What this task involves → Every line of the records below that holds the word "animal" should be copied out.

Information →
-- Opening Marker --

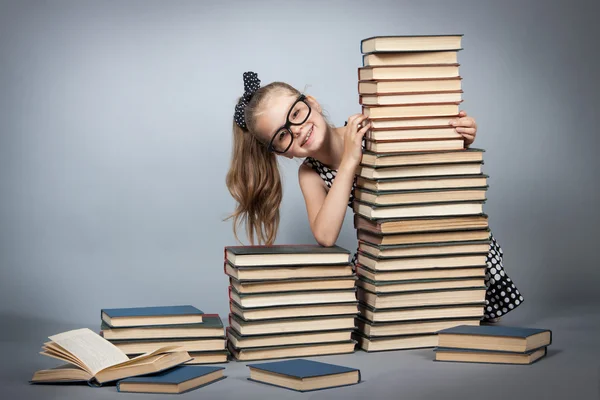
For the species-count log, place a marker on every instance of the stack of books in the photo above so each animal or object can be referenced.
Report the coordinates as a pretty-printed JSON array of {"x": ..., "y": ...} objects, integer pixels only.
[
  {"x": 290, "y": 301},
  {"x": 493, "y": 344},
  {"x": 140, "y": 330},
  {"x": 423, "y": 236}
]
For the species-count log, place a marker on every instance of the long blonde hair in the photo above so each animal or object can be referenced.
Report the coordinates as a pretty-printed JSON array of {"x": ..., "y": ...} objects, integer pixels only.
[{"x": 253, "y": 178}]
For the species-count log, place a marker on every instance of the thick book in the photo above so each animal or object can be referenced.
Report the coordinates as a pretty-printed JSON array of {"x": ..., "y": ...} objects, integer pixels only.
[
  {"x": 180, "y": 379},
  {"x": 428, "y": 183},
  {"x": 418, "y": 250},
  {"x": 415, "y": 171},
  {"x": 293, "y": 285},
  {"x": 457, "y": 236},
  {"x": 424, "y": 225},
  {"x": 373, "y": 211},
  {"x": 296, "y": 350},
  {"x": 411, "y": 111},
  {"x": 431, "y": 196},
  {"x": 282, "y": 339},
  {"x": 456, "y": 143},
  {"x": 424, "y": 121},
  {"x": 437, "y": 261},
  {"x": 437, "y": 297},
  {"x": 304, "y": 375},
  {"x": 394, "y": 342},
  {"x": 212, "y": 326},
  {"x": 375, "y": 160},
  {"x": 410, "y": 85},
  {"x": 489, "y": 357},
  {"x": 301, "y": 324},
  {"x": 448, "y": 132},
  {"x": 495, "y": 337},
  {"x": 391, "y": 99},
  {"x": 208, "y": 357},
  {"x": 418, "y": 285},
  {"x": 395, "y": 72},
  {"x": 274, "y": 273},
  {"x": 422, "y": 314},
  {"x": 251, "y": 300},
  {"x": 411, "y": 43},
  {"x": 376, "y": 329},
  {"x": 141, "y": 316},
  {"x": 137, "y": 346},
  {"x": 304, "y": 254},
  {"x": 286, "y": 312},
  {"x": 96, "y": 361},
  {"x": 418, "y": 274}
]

-- Closing Marker --
-- Opening Marker --

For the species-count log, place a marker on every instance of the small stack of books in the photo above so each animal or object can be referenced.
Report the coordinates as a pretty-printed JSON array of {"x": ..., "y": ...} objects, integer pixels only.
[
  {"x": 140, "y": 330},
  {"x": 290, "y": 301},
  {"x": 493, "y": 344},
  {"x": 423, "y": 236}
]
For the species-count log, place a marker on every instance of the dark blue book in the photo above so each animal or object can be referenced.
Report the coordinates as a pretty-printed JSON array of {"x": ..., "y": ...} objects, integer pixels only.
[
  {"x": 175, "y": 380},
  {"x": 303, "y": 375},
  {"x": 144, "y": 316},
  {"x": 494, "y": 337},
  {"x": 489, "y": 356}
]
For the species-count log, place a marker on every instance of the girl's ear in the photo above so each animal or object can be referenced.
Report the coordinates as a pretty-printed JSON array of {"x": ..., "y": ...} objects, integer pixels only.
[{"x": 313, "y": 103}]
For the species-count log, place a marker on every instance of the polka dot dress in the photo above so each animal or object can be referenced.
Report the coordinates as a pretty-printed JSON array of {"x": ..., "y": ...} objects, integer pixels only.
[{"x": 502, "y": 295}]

-- Closing Marker --

Response area →
For the species-count log, place a marker on every instance of the stack of books in the photo above so each animal or object can be referenced.
For the species-count log, place a marker on every instance of the long blonde hair in the photo above so each animal or object can be referenced.
For the species-count log, place a marker on every instance of the thick book in the photo above so each animal or object can be referenced.
For the species-count log, place a marker on every instance of the small stack of books in the photo above so each animal or object can be referenced.
For the species-count log, place a marker on every instance of the dark blue book in the photo above so each animal or object can be referenced.
For the species-count log, place a marker on every instance of the girl's ear in the photo above so each animal or object can be referenced.
For the species-count log, place a marker on every instance of the polka dot dress in the photo above so each animal or object can be referenced.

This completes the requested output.